═════ Items
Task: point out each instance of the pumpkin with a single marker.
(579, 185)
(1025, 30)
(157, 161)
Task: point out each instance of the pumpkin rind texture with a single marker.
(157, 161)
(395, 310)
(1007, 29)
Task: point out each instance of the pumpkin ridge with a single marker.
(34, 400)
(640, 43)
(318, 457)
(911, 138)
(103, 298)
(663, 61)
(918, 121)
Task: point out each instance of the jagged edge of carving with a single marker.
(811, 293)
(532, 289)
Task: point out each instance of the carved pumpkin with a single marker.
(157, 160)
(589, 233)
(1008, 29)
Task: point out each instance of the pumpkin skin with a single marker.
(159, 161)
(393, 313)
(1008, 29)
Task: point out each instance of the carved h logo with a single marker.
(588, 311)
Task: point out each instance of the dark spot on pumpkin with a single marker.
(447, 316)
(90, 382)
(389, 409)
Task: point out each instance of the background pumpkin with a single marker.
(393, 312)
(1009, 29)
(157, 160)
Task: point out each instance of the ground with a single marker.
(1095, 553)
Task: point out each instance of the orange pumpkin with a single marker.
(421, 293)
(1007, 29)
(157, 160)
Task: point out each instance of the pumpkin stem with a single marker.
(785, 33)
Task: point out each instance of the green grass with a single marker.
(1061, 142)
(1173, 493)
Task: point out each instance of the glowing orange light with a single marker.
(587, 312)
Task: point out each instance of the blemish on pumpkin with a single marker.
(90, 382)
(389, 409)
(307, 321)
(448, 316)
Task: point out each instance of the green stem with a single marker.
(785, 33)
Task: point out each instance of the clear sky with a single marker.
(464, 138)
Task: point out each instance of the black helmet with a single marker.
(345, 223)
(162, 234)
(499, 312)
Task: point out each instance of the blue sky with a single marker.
══════════
__Instructions for the task__: Copy out the records from the line containing "Task: point out each instance of the glowing" down to the end, swapping "blemish" for "flaw" and changing nothing else.

__Written answer__:
Task: point out each instance of the glowing orange light with a single marker.
(587, 312)
Task: point out each instance of the flaw on pumpkin with a single marker.
(90, 382)
(389, 409)
(307, 321)
(448, 316)
Task: point out each instance of the green stem with a single marker.
(785, 33)
Task: point out each instance of the clear sky with a single marker.
(464, 138)
Task: point out each instance of the black helmet with a single marker.
(345, 223)
(162, 234)
(499, 312)
Task: point out each instance of the blue sky with a single marker.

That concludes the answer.